But billable hours? Forget it.


Never name your security system Bingo

Never name your security system Bingo © scyther5/Shutterstock.com

Businesses can often deduct all manner of legitimate security expenses, from gatekeepers and guards to closed-circuit TV and laser detection systems. But the IRS remains skeptical when man’s best friend enters the picture, as one Texas CPA found out the hard way.

“We had a client who had rental properties and he always had quite a bit of security expense on the tax returns,” the CPA recalls. “We did not realize it was a dog; we thought it was security systems that he had installed at each property. Evidently he would move this dog to different properties. In this guy’s mind, the dog was providing the security that he needed on these properties.”

Unfortunately, after deducting his mobile, four-legged security system for several years, the truth came out during an IRS audit.

“It turns out that his ‘security expense’ was his dog and all of the dog food and veterinarian expenses,” the CPA says. “Even though the dog was technically providing security, it was not something the IRS allowed.”


But he’s handy when the tax bill comes

But he's handy when the tax bill comes © Kzenon/Shutterstock.com

Levine, the New Jersey CPA, is used to fielding tax questions at social functions, but he wasn’t prepared for what he learned when dining out with friends one evening.

“I was talking to a gentleman I didn’t know at the time, and the conversation turned to our occupations,” Levine recalls. “I told him I’m a CPA and he said, ‘Oh, a CPA! I have a question for you. Can I deduct commuting expenses to my job?'”

□ □ □ □ □

### Work instructions
Set down verbatim the portion of the passage on tax deductions that begins with the words "Businesses can often" and ends after the words "an IRS audit.".

□ □ □ □ □

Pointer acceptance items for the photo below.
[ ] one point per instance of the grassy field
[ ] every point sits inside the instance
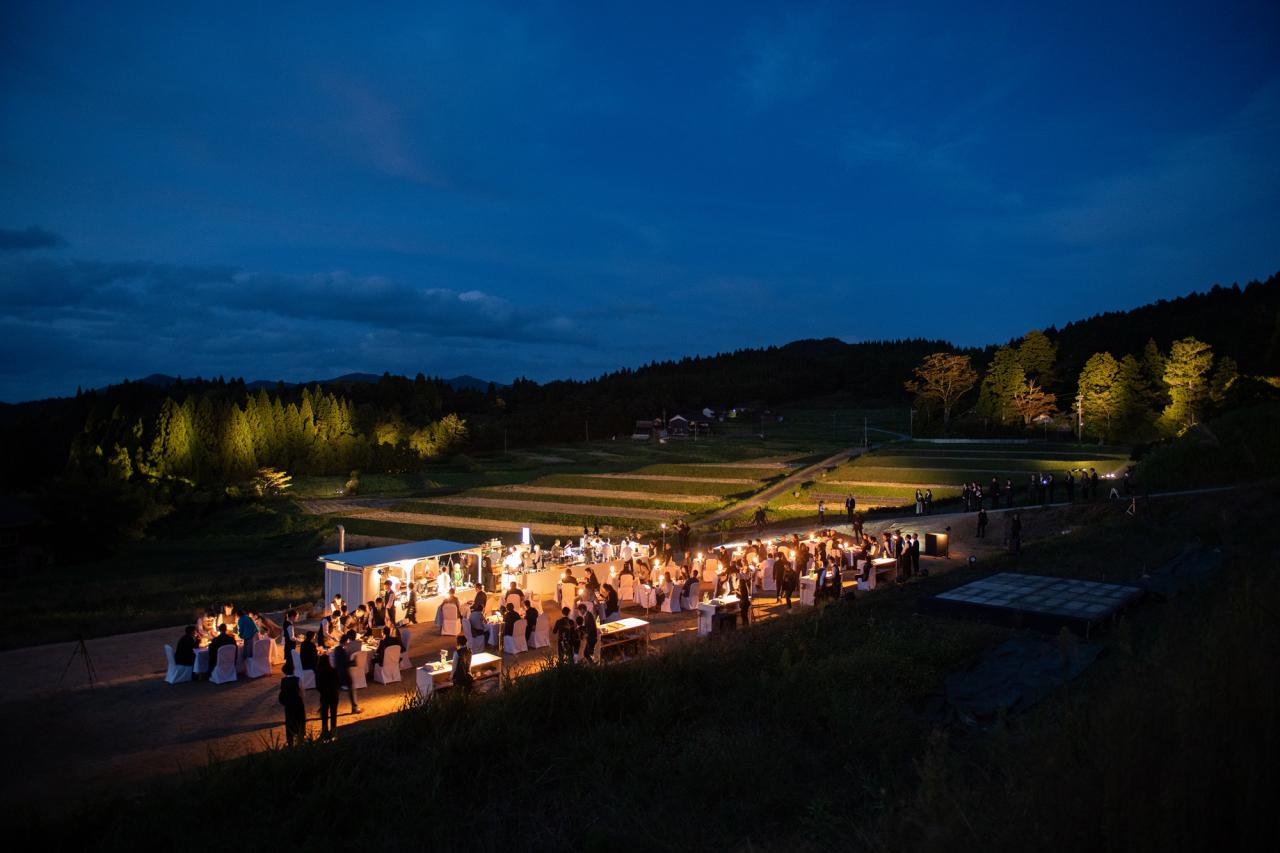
(260, 555)
(1166, 743)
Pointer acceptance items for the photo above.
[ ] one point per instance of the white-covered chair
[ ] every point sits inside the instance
(542, 634)
(306, 676)
(474, 641)
(176, 674)
(405, 638)
(260, 662)
(449, 620)
(671, 603)
(360, 671)
(389, 669)
(224, 667)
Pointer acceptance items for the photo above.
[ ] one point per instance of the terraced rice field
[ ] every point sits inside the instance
(560, 505)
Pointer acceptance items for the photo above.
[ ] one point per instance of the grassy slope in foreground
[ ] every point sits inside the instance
(814, 719)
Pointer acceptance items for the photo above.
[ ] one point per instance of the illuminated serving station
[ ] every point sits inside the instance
(420, 571)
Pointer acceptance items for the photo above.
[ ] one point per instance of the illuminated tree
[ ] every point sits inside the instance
(945, 378)
(1032, 402)
(1097, 393)
(1187, 379)
(1004, 379)
(1037, 355)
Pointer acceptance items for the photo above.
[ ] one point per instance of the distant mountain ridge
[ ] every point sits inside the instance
(464, 382)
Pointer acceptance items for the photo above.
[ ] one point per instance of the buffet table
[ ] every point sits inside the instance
(708, 610)
(439, 674)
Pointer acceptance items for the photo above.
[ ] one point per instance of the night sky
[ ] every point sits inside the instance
(557, 190)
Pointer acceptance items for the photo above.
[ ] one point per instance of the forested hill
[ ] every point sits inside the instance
(394, 420)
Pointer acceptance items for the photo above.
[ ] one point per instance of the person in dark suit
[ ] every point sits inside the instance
(327, 687)
(307, 651)
(780, 573)
(391, 638)
(744, 598)
(184, 652)
(590, 633)
(219, 642)
(530, 623)
(344, 662)
(295, 706)
(508, 620)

□ □ □ □ □

### Answer space
Businesses can often deduct all manner of legitimate security expenses, from gatekeepers and guards to closed-circuit TV and laser detection systems. But the IRS remains skeptical when man’s best friend enters the picture, as one Texas CPA found out the hard way.

“We had a client who had rental properties and he always had quite a bit of security expense on the tax returns,” the CPA recalls. “We did not realize it was a dog; we thought it was security systems that he had installed at each property. Evidently he would move this dog to different properties. In this guy’s mind, the dog was providing the security that he needed on these properties.”

Unfortunately, after deducting his mobile, four-legged security system for several years, the truth came out during an IRS audit.